WORK INSTRUCTIONS:
**a)** Copy the stretch from "Looking at dmesg, there" through "events = 52647618)" in the wdqs1002 replication lag report, word for word.
**b)** How many lines of the records contain the word "trace"? Reply with the number alone.

--- DOCUMENT PASSAGE ---

Page MenuHomePhabricator

high replication lag on wdqs1002
Closed, ResolvedPublic

Description

Today (May 29th) since ~ noon UTC, wdqs1002 is lagging behind on replication. Updates are still happening, just not fast enough to catch up. Restarting the updater and blazegraph does not solve the issue. Logs don't seem to have anything suspicious, load on that machine is reasonable.

Event Timeline

Gehel created this task.May 29 2017, 7:09 PM
Restricted Application added projects: Wikidata, Discovery. · View Herald TranscriptMay 29 2017, 7:09 PM
Restricted Application added a subscriber: Aklapper. · View Herald Transcript
Alphos added a subscriber: Alphos.May 29 2017, 7:39 PM

Looking at dmesg, there are a lot of warnings about CPU temperature and throttling:

[9098037.343804] CPU23: Package temperature above threshold, cpu clock throttled (total events = 52647618)

This has been going on at least since May 22, but seems to happen more often lately. This might or might not be related to the issue.

Mentioned in SAL (#wikimedia-operations) [2017-05-29T19:56:21Z] <gehel> removing wdqs1002 from LVS pending investigation of T166524

@Cmjohnson is this high temperature an indication that you should do some magic with thermal paste?

If it happens on a single server, not a load issue. Combined with warnings looks like hardware problem. I'll make a pass through the logs tomorrow to see if maybe it's still some software bug but so far it looks like it may need some care - maybe a fan dropped dead or something?

Mentioned in SAL (#wikimedia-operations) [2017-05-30T07:38:33Z] <gehel> wdqs1002 back in LVS - T166524

Gehel added a subscriber: RobH.May 30 2017, 7:42 AM

@RobH: from racktables, it looks like wdqs1002 is 4.5 years old (purchase date = 2012-12-05, same as wdqs1001 - other servers are newer). I'm not sure about the warranty status, or when we should think about renewing those servers. Any idea?

thiemowmde moved this task from incoming to monitoring on the Wikidata board.
thiemowmde added subscribers: Lydia_Pintscher, Jonas, hoo.

--- SOURCE DATA ---

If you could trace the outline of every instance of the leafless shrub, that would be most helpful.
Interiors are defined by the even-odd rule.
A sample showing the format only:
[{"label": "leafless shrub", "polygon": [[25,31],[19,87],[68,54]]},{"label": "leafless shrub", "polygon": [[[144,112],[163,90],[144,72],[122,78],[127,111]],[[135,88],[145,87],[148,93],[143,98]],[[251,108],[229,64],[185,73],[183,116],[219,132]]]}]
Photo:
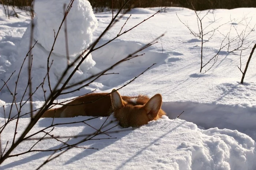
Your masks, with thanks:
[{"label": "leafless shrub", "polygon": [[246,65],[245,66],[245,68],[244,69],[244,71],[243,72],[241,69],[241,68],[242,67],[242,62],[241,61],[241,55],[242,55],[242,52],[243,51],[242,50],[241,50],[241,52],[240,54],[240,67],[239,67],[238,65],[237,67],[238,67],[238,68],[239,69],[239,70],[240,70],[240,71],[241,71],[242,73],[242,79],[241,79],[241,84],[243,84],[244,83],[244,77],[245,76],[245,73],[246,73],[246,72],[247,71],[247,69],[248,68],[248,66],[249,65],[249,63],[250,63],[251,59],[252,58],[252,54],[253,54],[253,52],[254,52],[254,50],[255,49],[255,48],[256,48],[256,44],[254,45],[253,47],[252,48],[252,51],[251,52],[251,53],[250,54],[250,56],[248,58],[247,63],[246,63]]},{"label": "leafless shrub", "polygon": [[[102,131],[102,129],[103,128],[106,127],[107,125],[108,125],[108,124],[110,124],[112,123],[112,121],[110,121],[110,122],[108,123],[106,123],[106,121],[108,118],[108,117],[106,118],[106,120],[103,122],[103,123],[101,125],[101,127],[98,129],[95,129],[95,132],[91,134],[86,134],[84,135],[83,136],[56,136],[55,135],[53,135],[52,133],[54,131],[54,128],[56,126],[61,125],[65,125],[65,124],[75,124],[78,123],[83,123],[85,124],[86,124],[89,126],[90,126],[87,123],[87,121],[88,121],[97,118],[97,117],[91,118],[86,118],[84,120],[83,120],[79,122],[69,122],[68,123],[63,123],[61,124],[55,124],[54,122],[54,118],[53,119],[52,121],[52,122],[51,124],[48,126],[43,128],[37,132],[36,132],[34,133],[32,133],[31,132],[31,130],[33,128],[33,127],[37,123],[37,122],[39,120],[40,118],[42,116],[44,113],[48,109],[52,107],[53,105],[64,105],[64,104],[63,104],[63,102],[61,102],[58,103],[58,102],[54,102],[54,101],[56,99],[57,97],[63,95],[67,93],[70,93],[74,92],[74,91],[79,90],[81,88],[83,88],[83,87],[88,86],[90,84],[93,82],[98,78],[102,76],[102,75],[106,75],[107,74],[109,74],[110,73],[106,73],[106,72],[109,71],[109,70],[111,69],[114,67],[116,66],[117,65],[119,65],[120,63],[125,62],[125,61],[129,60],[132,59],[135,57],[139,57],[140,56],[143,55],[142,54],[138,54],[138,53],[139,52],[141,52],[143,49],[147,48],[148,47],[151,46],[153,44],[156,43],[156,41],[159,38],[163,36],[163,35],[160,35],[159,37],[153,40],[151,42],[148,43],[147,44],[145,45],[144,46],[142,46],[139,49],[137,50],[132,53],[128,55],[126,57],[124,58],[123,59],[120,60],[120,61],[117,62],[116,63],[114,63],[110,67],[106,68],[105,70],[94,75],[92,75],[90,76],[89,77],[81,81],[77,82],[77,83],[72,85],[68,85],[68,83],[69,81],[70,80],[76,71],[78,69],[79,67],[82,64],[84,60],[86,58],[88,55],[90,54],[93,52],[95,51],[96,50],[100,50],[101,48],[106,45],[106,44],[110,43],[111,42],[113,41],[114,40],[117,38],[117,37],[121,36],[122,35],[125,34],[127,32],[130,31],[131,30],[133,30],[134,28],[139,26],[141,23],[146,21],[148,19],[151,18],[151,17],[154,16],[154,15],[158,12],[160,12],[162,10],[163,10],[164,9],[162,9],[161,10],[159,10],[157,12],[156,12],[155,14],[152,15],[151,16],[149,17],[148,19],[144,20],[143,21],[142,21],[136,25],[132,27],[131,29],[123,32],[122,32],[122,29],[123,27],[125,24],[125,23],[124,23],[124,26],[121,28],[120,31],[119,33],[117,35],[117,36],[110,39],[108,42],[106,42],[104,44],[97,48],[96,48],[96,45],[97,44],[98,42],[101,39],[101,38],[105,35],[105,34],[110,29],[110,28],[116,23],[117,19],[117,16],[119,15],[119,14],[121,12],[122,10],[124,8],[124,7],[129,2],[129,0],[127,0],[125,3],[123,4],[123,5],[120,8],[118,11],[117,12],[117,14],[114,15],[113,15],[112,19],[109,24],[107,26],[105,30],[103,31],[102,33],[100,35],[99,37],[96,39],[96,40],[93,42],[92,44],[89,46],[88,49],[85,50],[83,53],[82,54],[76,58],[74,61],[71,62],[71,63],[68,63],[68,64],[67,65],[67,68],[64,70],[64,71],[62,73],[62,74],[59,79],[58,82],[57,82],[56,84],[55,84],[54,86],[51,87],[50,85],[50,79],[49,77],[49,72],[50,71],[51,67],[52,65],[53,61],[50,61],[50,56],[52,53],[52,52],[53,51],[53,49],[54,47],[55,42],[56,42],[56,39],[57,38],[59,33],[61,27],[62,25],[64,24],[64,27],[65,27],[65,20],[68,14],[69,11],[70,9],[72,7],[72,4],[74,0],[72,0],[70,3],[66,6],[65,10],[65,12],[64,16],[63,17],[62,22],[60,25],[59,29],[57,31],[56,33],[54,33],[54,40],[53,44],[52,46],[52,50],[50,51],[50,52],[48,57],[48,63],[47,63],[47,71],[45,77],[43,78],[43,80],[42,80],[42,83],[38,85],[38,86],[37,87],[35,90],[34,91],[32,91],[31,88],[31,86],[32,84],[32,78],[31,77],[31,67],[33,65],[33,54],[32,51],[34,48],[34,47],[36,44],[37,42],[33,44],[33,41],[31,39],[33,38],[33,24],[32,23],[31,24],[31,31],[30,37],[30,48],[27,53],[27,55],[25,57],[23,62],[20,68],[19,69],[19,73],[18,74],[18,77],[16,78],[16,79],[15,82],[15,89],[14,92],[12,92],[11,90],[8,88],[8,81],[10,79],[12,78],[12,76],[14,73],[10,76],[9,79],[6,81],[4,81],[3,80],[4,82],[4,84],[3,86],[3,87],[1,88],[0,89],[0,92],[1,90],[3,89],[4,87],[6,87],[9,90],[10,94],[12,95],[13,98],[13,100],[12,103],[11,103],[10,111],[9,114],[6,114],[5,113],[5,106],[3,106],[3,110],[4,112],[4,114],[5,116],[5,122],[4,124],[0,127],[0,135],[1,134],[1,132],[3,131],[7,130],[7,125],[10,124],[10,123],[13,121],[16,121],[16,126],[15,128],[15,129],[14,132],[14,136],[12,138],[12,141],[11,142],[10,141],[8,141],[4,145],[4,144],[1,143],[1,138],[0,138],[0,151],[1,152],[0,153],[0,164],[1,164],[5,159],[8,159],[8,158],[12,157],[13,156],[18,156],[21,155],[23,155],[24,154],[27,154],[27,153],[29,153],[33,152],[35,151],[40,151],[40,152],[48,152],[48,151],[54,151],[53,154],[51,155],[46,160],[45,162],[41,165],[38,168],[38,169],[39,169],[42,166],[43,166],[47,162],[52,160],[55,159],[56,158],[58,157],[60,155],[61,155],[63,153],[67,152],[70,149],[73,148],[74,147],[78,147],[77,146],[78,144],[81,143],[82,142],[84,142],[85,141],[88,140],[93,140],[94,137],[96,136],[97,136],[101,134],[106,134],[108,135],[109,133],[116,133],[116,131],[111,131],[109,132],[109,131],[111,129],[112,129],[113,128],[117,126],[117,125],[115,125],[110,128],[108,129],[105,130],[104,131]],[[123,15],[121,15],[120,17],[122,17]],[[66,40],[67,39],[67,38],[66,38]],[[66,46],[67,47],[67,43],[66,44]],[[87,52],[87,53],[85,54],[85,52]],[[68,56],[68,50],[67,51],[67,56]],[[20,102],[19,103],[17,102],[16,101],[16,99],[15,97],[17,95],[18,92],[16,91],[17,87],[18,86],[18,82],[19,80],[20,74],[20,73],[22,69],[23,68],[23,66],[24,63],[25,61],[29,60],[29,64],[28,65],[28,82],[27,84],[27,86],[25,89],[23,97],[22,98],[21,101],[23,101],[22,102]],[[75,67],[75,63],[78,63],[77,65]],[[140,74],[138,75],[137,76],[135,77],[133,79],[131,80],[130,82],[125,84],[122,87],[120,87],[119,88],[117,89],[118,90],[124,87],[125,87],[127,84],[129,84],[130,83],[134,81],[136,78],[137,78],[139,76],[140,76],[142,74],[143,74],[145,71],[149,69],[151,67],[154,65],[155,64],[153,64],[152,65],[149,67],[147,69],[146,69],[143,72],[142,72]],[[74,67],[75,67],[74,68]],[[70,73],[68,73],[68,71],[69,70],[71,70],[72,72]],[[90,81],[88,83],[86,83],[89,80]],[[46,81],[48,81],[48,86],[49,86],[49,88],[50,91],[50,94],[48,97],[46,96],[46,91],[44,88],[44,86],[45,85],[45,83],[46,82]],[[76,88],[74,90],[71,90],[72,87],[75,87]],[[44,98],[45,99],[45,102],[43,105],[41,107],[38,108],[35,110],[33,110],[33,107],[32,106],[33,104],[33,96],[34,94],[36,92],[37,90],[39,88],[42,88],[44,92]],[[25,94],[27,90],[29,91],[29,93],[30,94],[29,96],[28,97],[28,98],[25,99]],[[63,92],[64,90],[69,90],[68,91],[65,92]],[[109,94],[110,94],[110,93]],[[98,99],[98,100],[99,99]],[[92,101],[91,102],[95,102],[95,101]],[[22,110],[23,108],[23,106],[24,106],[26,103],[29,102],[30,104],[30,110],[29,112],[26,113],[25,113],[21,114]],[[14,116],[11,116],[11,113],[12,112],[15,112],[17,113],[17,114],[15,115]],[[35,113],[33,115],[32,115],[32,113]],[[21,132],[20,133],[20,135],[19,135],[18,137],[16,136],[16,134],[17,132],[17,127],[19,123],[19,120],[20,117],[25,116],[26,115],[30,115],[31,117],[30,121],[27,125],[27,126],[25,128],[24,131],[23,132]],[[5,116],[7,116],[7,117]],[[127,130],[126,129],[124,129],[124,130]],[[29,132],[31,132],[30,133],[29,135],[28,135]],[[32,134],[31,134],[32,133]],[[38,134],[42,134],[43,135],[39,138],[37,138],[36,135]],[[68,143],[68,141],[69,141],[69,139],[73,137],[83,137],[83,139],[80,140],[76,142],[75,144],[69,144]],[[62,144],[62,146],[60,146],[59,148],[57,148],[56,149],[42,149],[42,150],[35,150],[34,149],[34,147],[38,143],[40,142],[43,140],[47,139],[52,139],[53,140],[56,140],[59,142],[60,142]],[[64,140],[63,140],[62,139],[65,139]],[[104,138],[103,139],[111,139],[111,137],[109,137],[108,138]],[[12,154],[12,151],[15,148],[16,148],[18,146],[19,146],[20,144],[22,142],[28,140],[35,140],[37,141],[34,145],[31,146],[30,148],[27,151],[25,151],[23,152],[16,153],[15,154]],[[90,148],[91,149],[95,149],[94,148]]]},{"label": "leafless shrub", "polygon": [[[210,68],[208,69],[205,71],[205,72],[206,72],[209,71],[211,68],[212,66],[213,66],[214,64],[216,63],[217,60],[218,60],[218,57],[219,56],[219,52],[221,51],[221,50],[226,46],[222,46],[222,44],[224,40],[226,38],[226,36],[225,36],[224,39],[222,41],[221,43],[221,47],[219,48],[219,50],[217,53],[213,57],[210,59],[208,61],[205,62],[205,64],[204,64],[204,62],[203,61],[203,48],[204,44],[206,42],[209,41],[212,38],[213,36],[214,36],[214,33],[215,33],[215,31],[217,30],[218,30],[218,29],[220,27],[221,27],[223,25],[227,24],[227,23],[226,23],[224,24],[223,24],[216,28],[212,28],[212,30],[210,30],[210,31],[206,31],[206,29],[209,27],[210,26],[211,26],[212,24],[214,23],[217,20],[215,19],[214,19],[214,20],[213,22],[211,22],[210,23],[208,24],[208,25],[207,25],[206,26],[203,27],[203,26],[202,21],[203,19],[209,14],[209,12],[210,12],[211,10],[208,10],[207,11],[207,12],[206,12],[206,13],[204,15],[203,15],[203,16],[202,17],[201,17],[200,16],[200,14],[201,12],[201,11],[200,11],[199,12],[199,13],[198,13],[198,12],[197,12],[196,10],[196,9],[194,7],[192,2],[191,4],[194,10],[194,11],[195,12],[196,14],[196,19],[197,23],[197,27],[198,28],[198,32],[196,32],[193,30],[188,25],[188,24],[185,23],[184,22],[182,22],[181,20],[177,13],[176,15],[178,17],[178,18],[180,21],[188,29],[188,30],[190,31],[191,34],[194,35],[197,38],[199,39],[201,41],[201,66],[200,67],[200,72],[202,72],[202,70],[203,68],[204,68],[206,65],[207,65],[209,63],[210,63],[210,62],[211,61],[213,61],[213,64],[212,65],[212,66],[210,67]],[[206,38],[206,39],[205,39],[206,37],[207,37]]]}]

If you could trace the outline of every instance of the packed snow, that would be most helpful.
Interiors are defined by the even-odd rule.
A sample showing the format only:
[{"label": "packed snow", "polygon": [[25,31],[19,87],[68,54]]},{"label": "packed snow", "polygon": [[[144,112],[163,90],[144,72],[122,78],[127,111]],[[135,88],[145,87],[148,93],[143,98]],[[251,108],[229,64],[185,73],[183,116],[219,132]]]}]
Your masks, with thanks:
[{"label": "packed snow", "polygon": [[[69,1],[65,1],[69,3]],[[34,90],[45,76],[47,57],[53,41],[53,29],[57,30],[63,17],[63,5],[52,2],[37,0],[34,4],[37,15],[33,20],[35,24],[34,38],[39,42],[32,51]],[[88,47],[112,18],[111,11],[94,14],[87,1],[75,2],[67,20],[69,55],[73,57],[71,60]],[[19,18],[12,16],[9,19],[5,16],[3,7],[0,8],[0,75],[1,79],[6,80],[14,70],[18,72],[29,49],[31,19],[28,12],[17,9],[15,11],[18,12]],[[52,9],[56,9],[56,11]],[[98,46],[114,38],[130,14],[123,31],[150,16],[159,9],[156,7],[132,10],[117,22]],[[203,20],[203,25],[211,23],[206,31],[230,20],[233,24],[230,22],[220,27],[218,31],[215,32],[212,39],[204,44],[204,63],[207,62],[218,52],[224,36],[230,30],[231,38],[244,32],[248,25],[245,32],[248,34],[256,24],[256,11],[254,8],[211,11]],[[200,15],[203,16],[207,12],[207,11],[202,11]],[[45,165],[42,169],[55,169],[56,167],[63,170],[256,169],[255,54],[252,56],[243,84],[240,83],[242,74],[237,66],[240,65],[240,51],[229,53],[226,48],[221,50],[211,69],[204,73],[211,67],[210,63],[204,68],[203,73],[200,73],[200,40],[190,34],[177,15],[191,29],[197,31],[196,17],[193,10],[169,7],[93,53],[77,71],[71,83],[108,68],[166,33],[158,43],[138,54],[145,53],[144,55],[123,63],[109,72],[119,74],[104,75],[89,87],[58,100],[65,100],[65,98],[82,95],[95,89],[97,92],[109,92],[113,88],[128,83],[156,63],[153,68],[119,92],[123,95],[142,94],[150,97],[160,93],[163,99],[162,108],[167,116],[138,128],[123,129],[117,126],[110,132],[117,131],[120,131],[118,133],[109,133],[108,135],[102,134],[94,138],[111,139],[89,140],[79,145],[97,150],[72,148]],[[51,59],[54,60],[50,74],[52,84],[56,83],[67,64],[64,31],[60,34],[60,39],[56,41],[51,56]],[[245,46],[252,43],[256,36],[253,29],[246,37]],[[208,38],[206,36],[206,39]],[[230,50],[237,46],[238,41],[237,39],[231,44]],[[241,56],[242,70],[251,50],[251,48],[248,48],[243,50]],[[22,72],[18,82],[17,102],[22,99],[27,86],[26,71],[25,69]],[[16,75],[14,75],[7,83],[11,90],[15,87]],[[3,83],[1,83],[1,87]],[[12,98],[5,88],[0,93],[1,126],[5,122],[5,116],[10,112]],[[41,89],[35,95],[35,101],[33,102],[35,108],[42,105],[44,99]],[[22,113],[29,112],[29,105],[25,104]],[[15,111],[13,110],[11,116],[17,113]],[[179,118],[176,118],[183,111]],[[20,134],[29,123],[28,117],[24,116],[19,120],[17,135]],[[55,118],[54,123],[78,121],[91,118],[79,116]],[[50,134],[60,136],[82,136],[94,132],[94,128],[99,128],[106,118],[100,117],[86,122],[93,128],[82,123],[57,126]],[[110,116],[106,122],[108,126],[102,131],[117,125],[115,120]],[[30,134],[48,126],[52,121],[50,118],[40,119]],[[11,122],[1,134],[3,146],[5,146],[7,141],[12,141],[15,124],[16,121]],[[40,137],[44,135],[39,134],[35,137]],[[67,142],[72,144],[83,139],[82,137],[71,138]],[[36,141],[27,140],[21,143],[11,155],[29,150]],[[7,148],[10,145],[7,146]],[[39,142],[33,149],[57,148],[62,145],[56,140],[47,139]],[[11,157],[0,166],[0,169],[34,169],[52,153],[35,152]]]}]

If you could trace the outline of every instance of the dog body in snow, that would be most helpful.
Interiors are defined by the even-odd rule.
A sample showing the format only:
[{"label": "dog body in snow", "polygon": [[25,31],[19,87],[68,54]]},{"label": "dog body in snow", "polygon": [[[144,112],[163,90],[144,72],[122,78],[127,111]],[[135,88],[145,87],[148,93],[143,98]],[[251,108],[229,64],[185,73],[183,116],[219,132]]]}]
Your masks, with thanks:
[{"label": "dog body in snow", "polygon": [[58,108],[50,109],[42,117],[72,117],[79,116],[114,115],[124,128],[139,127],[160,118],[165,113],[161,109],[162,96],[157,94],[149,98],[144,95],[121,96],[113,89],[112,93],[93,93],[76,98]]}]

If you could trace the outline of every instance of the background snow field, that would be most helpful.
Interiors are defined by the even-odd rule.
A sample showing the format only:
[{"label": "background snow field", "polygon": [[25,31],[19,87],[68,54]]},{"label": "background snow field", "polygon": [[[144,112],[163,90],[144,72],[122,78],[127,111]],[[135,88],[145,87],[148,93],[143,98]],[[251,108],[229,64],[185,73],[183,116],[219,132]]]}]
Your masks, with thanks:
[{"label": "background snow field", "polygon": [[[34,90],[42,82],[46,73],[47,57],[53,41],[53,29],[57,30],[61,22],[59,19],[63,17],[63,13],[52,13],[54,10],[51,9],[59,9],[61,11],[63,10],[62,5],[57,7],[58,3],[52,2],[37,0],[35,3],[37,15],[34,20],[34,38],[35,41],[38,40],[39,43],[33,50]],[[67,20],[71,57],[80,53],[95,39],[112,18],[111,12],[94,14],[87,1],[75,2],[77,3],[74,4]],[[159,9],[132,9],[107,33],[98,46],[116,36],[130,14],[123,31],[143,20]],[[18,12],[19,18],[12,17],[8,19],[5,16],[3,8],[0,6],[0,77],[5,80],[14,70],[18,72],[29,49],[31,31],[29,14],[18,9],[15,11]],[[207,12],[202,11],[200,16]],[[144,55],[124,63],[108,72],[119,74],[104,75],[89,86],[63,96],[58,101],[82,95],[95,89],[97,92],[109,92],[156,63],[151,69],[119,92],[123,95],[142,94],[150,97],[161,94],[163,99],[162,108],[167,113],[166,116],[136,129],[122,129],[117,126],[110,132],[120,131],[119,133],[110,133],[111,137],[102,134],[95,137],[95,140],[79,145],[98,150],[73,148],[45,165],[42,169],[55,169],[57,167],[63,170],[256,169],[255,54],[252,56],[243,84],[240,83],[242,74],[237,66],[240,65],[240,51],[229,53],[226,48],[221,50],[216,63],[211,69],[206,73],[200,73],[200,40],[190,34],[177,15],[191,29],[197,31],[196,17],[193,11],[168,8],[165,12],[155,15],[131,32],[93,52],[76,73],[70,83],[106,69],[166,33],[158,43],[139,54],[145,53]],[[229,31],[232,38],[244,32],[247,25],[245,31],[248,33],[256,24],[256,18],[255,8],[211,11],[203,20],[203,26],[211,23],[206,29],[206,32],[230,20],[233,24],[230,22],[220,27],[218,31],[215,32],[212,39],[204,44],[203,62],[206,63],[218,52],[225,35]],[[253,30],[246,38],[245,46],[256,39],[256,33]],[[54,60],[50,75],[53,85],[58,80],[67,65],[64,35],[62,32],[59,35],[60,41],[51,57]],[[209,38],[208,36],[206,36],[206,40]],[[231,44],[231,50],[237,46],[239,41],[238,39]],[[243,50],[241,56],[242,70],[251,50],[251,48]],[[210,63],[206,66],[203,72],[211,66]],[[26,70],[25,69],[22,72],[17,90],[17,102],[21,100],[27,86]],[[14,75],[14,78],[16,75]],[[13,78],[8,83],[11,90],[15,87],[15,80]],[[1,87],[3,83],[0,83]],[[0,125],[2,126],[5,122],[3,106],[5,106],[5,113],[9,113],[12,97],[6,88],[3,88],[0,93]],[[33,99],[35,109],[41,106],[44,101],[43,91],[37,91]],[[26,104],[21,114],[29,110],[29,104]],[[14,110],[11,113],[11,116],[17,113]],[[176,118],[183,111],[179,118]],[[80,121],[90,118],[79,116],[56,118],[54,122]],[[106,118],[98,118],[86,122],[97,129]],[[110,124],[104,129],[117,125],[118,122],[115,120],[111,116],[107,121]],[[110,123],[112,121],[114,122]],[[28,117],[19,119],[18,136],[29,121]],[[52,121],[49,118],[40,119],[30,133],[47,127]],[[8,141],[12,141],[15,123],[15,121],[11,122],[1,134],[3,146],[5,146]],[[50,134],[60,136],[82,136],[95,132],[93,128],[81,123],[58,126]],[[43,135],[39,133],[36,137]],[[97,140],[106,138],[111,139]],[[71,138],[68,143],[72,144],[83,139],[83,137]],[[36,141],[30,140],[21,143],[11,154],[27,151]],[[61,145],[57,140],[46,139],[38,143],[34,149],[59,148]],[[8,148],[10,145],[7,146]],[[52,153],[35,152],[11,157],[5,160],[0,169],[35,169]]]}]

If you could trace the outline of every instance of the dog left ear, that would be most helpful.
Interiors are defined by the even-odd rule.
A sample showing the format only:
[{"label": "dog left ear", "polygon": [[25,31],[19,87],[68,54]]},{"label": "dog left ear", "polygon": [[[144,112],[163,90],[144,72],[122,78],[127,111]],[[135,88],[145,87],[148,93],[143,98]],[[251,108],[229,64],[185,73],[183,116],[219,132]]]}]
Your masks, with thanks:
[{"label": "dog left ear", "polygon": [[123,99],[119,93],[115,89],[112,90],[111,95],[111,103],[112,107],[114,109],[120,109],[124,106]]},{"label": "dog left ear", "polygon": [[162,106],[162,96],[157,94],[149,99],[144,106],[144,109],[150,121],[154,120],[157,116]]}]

---

THE REPLIES:
**a)**
Looking at dmesg, there are a lot of warnings about CPU temperature and throttling:

[9098037.343804] CPU23: Package temperature above threshold, cpu clock throttled (total events = 52647618)

**b)** 5